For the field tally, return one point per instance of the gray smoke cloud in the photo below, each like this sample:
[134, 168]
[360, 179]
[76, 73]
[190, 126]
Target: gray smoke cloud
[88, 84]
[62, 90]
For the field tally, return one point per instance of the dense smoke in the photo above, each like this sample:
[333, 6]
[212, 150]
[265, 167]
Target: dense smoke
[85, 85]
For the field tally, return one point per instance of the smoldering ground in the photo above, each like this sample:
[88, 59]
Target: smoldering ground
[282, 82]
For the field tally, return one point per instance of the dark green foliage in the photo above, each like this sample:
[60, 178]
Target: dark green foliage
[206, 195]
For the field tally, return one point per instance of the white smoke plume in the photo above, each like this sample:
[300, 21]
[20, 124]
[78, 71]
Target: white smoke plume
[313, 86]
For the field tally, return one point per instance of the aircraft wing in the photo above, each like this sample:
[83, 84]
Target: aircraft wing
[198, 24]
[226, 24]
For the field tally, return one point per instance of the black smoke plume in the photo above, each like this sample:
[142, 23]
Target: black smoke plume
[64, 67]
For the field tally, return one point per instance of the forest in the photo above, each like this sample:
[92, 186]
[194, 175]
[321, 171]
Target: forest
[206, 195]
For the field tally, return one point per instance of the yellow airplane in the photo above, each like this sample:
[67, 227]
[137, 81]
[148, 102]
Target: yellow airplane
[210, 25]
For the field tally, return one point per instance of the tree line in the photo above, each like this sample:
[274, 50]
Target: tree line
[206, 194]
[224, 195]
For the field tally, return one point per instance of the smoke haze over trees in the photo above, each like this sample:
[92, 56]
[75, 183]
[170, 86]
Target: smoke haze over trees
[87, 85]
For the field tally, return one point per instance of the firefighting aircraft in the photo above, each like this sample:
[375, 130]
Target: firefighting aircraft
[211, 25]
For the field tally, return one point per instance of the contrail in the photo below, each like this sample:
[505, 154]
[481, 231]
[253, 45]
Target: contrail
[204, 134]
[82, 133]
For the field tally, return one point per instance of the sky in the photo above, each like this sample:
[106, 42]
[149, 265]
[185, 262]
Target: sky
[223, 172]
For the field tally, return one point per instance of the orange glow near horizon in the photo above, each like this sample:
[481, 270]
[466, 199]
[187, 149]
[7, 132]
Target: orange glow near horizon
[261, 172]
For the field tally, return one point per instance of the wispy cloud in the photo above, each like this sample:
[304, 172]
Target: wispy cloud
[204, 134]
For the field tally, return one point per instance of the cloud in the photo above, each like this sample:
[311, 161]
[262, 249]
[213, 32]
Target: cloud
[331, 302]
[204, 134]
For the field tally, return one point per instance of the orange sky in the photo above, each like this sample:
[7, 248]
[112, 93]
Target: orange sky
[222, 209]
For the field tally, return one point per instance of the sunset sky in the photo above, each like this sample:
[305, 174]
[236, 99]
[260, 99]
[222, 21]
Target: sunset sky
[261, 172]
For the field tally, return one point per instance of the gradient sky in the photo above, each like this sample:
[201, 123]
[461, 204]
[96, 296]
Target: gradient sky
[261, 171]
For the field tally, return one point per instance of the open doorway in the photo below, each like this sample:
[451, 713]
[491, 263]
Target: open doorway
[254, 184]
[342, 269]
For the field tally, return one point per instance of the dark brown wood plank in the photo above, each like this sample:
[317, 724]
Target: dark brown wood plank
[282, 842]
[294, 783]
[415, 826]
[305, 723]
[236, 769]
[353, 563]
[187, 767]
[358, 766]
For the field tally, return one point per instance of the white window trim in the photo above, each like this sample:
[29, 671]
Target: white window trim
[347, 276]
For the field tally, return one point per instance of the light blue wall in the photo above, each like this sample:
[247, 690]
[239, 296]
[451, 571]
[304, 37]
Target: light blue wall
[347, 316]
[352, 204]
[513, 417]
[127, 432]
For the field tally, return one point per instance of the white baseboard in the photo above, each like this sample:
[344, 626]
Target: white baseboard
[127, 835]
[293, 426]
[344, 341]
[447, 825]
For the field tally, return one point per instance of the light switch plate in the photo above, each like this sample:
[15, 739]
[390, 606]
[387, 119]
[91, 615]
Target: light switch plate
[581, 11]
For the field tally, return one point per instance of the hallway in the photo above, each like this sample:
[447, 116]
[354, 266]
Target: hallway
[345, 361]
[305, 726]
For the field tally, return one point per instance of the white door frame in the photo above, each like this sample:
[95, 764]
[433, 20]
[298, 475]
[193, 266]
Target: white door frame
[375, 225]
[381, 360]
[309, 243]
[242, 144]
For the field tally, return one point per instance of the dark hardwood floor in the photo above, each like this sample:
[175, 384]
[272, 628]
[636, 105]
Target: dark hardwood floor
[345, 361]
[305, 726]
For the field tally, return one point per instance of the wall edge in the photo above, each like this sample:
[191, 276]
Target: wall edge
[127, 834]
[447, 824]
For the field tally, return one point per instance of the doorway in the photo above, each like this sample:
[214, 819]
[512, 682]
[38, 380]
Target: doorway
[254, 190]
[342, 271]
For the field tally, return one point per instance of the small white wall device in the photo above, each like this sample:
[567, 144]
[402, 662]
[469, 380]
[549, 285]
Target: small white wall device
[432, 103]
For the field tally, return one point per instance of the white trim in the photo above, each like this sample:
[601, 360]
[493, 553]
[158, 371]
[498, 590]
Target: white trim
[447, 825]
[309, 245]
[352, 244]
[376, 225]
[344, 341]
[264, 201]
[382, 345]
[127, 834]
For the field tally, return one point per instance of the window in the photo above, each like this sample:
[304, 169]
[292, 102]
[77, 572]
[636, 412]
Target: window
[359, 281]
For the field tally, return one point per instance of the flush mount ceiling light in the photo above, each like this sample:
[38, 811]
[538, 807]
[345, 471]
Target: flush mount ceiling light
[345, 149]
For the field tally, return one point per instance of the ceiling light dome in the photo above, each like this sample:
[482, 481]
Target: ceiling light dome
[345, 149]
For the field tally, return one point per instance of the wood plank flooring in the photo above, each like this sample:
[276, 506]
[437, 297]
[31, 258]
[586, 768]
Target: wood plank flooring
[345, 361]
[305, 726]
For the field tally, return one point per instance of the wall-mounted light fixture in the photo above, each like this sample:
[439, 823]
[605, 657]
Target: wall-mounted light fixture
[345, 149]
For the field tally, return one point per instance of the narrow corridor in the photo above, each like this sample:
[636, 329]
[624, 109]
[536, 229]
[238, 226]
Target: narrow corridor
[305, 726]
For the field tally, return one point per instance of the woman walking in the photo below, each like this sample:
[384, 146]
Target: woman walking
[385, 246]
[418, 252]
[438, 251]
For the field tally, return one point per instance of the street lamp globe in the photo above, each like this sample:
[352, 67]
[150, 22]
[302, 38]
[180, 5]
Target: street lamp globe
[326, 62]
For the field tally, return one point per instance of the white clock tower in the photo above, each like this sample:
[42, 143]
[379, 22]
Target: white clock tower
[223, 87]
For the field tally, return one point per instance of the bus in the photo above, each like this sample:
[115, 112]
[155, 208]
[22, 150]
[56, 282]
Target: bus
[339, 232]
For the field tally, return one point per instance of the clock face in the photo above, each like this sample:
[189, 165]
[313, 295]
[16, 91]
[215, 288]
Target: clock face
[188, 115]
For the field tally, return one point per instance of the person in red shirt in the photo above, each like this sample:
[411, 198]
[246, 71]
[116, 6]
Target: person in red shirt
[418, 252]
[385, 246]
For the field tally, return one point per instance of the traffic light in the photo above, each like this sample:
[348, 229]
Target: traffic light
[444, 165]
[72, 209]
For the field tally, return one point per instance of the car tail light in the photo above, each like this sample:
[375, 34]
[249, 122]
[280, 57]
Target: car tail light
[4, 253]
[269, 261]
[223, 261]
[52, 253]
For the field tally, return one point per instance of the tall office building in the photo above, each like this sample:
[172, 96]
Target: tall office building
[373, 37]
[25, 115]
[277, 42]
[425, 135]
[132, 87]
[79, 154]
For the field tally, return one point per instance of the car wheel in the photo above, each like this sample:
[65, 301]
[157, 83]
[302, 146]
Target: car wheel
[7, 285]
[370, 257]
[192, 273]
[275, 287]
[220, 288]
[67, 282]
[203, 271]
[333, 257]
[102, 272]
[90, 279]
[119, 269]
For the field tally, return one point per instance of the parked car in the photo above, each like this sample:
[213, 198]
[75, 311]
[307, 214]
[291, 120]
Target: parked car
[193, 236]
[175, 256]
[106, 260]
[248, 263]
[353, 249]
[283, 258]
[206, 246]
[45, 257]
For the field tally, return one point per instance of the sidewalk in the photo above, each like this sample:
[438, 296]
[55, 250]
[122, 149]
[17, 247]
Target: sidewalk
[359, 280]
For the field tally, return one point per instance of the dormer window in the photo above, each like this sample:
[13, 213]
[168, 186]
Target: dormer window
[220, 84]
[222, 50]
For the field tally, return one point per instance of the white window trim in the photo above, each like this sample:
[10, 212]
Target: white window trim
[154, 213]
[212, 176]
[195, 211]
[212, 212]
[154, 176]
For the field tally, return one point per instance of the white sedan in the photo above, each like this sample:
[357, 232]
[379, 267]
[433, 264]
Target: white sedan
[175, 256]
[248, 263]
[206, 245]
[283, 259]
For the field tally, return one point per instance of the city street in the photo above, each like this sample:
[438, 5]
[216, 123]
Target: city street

* Problem to solve:
Write out only what runs from the line holding "of the parked" through the last line of the records, exactly as shown.

* Reply to the exercise:
For the field tally, return one point per instance of the parked car in the photo above, each like this sample:
[213, 198]
[75, 311]
[307, 214]
[291, 120]
Target: parked car
[193, 236]
[175, 256]
[106, 260]
[248, 263]
[353, 249]
[283, 258]
[206, 246]
[45, 257]
For the field tally, return one point per instance of the sidewalk in the photo above, each like this sample:
[438, 296]
[55, 250]
[122, 149]
[17, 247]
Target: sidewalk
[359, 280]
For the field tally, return one point per instance of the dormer window in the photo above, each like this sample:
[13, 213]
[168, 186]
Target: dormer window
[220, 84]
[222, 50]
For the field tally, return one point per instance of the white window trim in the photo above, each like this sample:
[10, 212]
Target: white window trim
[154, 213]
[212, 176]
[195, 211]
[212, 212]
[154, 176]
For the field tally, return one point per instance of the white sedan in the photo above, each like this sample:
[357, 232]
[379, 267]
[433, 264]
Target: white sedan
[175, 256]
[248, 263]
[206, 245]
[283, 259]
For the field tally, return one point per instance of the city street in the photo above, each like this sample:
[438, 5]
[216, 123]
Target: city street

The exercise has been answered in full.